### [Tasks to perform]
1) According to the forum thread, what first drew SD and H to each other?
2) Echo everything in the forum thread from "I know what" down to "to the finances?".
3) Decide whether each statement agrees with the forum thread, and answer yes or no with the deciding words quoted: (a) The first writer never thinks about quitting a job. (b) CL and the sister of CL's wife once sent out resumes for her. (c) CL still looks at job ads on the wife's behalf.

** Opening Study text block **

Rob makes some very good points but please don't be so quick to apply the dreaded *MLC* label.
I think about quitting my job all the time. A spot on the beach on some island is appealing. But I don't. But I do keep my options open.
SD - after several years doing the same job - well that is reason enough to consider a change. Maybe he is in a rut. Maybe he needs a growth spurt.
You and H are different. You need a plan and definite decisions - he needs things to be open ended and spontaneous. You have different temperments (yes, I have been reading).
That is not bad b/c that difference is what attracted you to each other in the first place.
So, why not try to help him here? There are several good books on career changes and finding your *true* career path. Some have question type formats - answer the questions and look up possible choices based on your answers.
You can be of great help with the organization of this "quest". Helping identify the careers, training needed, resume writing, etc. I think your temperment is for organization, so it would work for you.
But tell him that while you support this "quest" of his, you still need to eat. Quit his job? Sure, but after he has another one lined up.
If he does not want a job, well that is different. Then, all I know to do is to remind him of his responsibility and that you cannot see yourself living in a car somewhere. Set the boundary - then it becomes his choice.
SD, Would he quit his job as he says? Has he done that in the past? Maybe it's frustration talk. How bad is his job situation? Is it affecting his health?
I know what it's like to have a spouse who isn't happy with their work life. My W hasn't had a job she's enjoyed as long as we've been married.
Myself and her sister used to look at job ads for her, and send out resumes for her because we got tired of her complaining and not doing anything about it. She also wasn't good at self-intitiative, and felt powereless to do anything about it. We don't do that anymore, and let her own the problem, but am willing to help if she asks for it.
Is he job hunting? Does he need help with the job hunting process? Can you two partner on this?
Is he in a complaining mode, but not ready to make a commitment to job hunt? If that's the case, you need to not take on his problem of job dissatisfaction, but wait until he's ready to work at it.
Is he not giving you any reassurance that he understands his responsibility to contribute to the finances?
CL
CL 53 W 54 M 20 yrs. 03'-09' Separation + Old Patterns + GAL 10-14' Piecing
"The Master allows things to happen. She shapes events as they come."

** Closing Study text block **
** Opening Dataset entries block **

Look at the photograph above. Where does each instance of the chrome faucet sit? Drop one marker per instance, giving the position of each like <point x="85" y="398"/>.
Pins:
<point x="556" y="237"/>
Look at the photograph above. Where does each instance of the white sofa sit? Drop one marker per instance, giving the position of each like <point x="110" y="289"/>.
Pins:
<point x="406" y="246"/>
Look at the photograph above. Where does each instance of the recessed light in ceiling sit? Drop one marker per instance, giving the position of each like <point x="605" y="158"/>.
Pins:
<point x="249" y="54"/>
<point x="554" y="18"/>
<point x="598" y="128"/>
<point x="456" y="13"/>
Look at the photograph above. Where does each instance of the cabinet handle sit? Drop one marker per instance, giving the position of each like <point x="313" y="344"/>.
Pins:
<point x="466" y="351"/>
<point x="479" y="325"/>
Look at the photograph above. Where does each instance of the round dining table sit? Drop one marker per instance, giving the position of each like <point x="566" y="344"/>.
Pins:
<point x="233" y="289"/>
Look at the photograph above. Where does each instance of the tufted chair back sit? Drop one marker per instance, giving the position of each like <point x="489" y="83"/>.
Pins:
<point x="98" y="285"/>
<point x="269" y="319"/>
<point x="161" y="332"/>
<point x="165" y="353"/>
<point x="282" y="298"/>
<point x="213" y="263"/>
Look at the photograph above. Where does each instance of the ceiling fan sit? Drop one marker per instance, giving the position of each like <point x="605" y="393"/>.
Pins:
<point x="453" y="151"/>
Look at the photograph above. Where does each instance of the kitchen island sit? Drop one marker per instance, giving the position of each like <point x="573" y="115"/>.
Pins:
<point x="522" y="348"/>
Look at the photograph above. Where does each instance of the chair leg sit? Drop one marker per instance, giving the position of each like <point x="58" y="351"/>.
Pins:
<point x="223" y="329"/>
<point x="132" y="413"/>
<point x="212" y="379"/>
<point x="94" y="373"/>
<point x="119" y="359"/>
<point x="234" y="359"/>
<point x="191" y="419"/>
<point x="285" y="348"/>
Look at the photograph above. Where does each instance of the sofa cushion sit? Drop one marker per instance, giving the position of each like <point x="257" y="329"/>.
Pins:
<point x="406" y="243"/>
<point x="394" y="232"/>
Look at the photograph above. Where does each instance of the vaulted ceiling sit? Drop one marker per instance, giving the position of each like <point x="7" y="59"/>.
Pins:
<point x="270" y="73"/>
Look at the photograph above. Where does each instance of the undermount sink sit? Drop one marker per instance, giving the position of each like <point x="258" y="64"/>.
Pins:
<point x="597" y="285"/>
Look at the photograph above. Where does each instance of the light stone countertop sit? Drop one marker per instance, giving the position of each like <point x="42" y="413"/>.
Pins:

** Closing Dataset entries block **

### [Solutions to each task]
1) The difference in their temperaments.

2)
I know what it's like to have a spouse who isn't happy with their work life. My W hasn't had a job she's enjoyed as long as we've been married.
Myself and her sister used to look at job ads for her, and send out resumes for her because we got tired of her complaining and not doing anything about it. She also wasn't good at self-intitiative, and felt powereless to do anything about it. We don't do that anymore, and let her own the problem, but am willing to help if she asks for it.
Is he job hunting? Does he need help with the job hunting process? Can you two partner on this?
Is he in a complaining mode, but not ready to make a commitment to job hunt? If that's the case, you need to not take on his problem of job dissatisfaction, but wait until he's ready to work at it.
Is he not giving you any reassurance that he understands his responsibility to contribute to the finances?

3)
(a) No: "I think about quitting my job all the time."
(b) Yes: "Myself and her sister used to look at job ads for her, and send out resumes for her"
(c) No: "We don't do that anymore"